[Data extracted from a collection]

● ● ●

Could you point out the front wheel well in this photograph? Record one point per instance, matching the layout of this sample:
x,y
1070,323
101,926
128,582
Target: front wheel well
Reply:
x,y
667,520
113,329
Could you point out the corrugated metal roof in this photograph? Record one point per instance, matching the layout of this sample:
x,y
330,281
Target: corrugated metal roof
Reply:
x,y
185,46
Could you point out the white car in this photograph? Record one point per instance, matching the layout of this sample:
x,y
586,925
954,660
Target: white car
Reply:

● ● ●

▶ **ACTIVITY**
All of the data must be written out again, exactly as it stands.

▶ **FINAL ANSWER**
Could you point out the front wheel well in this photograph? Record one point per instance, matching the layout of this sample:
x,y
1070,323
101,926
128,582
Target: front wheel well
Reply:
x,y
667,520
113,329
Could you point out the corrugated metal roof in this photograph? Record one point per instance, matching the layout of this sample:
x,y
330,281
Target: corrugated metal roof
Reply:
x,y
185,46
Could you point out the white car in this photograph? Record one point per instance, matching the layout of this sample:
x,y
586,925
954,660
Target: white car
Reply:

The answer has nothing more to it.